# What needs to be done
Output every line of the listing below unchanged, but omit the pictures.

Excerpts from segmentation records:
+ + + + + + +

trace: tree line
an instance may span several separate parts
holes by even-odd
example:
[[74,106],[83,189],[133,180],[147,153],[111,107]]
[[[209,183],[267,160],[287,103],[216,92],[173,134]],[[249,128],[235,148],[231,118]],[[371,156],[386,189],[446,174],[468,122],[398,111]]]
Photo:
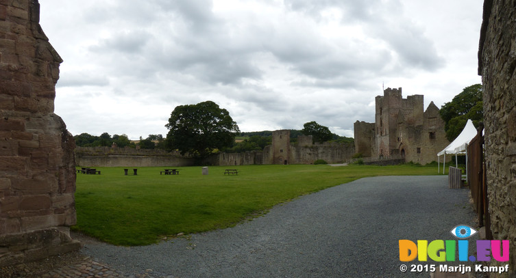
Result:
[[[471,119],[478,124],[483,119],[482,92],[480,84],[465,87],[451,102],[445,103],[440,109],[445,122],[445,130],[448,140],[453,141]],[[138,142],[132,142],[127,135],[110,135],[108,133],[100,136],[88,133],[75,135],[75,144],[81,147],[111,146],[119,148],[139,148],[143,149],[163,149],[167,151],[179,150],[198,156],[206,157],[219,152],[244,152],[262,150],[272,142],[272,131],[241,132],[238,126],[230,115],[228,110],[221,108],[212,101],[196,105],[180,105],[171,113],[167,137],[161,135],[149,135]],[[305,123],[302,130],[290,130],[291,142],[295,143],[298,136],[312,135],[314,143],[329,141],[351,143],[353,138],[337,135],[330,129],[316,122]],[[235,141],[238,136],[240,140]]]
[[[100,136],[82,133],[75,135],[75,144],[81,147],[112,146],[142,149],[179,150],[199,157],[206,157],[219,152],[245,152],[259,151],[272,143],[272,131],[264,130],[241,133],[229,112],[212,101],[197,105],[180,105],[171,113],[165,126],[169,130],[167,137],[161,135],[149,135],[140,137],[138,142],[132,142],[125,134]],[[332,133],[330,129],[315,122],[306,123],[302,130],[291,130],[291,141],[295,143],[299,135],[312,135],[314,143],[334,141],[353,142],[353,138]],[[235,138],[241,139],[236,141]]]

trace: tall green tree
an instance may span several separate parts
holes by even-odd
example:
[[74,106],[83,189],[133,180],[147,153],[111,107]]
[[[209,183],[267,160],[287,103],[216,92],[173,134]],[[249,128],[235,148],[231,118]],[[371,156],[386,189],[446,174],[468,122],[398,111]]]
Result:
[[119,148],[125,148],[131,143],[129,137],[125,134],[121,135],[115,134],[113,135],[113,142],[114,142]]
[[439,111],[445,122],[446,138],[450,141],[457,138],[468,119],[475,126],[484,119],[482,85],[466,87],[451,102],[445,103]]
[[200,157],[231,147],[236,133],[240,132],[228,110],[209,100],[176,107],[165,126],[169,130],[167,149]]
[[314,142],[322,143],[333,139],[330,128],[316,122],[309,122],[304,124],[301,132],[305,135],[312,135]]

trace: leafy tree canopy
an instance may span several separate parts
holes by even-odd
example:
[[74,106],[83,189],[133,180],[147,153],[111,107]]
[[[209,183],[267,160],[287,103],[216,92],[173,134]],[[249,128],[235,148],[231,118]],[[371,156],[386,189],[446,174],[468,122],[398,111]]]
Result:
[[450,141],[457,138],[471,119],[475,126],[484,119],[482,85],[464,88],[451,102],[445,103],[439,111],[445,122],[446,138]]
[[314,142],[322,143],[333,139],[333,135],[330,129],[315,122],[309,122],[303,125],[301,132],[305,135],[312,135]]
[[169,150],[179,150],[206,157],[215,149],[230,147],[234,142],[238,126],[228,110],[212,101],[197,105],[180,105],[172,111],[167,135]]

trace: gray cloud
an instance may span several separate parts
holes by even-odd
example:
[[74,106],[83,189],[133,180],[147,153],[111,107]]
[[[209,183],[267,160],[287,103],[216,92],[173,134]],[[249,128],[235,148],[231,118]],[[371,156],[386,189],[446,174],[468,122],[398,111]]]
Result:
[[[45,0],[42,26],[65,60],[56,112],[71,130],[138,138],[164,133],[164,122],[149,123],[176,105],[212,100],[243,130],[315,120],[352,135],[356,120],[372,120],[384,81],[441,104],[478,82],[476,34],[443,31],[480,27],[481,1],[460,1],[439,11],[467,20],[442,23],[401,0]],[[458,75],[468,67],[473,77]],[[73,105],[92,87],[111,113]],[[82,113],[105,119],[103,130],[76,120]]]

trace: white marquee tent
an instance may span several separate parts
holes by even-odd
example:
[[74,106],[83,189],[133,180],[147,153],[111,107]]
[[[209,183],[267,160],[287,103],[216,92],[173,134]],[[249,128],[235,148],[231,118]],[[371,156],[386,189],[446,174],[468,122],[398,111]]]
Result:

+ + + + + + +

# Problem solution
trace: tree line
an instance may span several separate parts
holes by even-odd
example:
[[74,106],[83,189],[133,180],[147,153],[111,107]]
[[[209,183],[267,160],[287,103],[216,92],[173,134]],[[249,128],[235,148],[231,118]],[[371,156],[386,189],[446,174],[468,122],[398,111]]]
Photo:
Result:
[[[471,119],[478,124],[483,119],[482,92],[480,84],[465,87],[451,102],[445,103],[440,109],[445,122],[445,130],[448,140],[453,141]],[[138,142],[132,142],[127,135],[110,135],[108,133],[100,136],[88,133],[75,135],[75,144],[81,147],[111,146],[119,148],[139,148],[143,149],[163,149],[167,151],[179,150],[198,156],[206,157],[219,152],[244,152],[262,150],[272,142],[272,131],[241,132],[238,126],[230,115],[228,110],[221,108],[212,101],[196,105],[180,105],[171,113],[167,137],[161,135],[149,135]],[[305,123],[302,130],[290,130],[291,142],[295,143],[298,136],[312,135],[314,143],[329,141],[351,143],[353,138],[337,135],[330,129],[316,122]],[[235,141],[238,136],[240,140]]]
[[[100,136],[82,133],[75,135],[75,144],[81,147],[112,146],[142,149],[179,150],[199,157],[206,157],[219,152],[245,152],[259,151],[272,143],[272,131],[264,130],[241,133],[229,112],[212,101],[197,105],[180,105],[171,113],[165,126],[169,130],[167,137],[161,135],[149,135],[140,137],[138,142],[132,142],[125,134]],[[332,133],[330,129],[315,122],[306,123],[302,130],[291,130],[291,141],[295,143],[299,135],[312,135],[314,143],[334,141],[353,142],[353,138]],[[235,138],[241,139],[236,141]]]

trace: tall green tree
an instance may span several separate parts
holes by even-odd
example:
[[74,106],[83,189],[133,180],[147,153],[111,107]]
[[[209,183],[267,160],[287,103],[216,92],[173,134]],[[249,128],[235,148],[231,118]],[[371,156],[386,189],[446,174],[468,122],[398,111]]]
Result:
[[119,148],[125,148],[131,143],[129,137],[125,134],[121,135],[115,134],[113,135],[113,142],[114,142]]
[[439,111],[445,122],[446,138],[450,141],[457,138],[468,119],[475,126],[484,119],[482,85],[466,87],[451,102],[445,103]]
[[200,157],[231,147],[236,133],[240,132],[228,110],[209,100],[176,107],[165,126],[169,130],[167,149]]
[[314,142],[322,143],[333,139],[330,128],[316,122],[309,122],[304,124],[301,132],[305,135],[312,135]]

trace: leafy tree canopy
an instance may span several separate parts
holes by even-odd
example:
[[74,106],[83,189],[133,180],[147,153],[111,107]]
[[[209,183],[267,160],[287,103],[216,92],[173,134]],[[249,128],[235,148],[231,118]],[[371,156],[386,189],[446,174],[468,122],[398,111]]]
Result:
[[450,141],[457,138],[471,119],[475,126],[484,119],[482,85],[464,88],[451,102],[445,103],[439,111],[445,122],[446,138]]
[[314,142],[322,143],[333,139],[333,135],[330,129],[315,122],[309,122],[303,125],[301,132],[305,135],[312,135]]
[[169,150],[179,150],[206,157],[215,149],[230,147],[234,142],[238,126],[228,110],[212,101],[197,105],[180,105],[172,111],[167,135]]

trace: gray cloud
an instance may span several separate parts
holes by even-odd
example:
[[74,106],[83,189],[133,180],[147,153],[111,107]]
[[[209,183],[267,160],[287,103],[216,92],[173,134]],[[249,128],[235,148],[231,118]],[[371,156],[386,189],[446,174],[468,122],[398,111]]]
Result:
[[[45,0],[42,26],[65,60],[56,112],[71,130],[138,138],[164,133],[164,122],[149,123],[176,105],[212,100],[243,130],[315,120],[352,135],[356,120],[372,120],[384,81],[441,104],[478,82],[476,34],[443,31],[480,27],[481,1],[460,1],[439,11],[467,20],[442,23],[401,0]],[[458,75],[468,67],[473,77]],[[73,105],[92,87],[111,113]],[[82,113],[105,119],[103,130],[76,120]]]

trace: white marquee tent
an instance may span several separate parts
holes by even-odd
example:
[[74,106],[83,189],[133,180],[147,153],[111,107]]
[[[209,183],[267,160],[287,103],[216,92],[173,134]],[[249,128],[235,148],[231,118]],[[371,156],[386,189],[446,174],[468,122],[398,111]]]
Result:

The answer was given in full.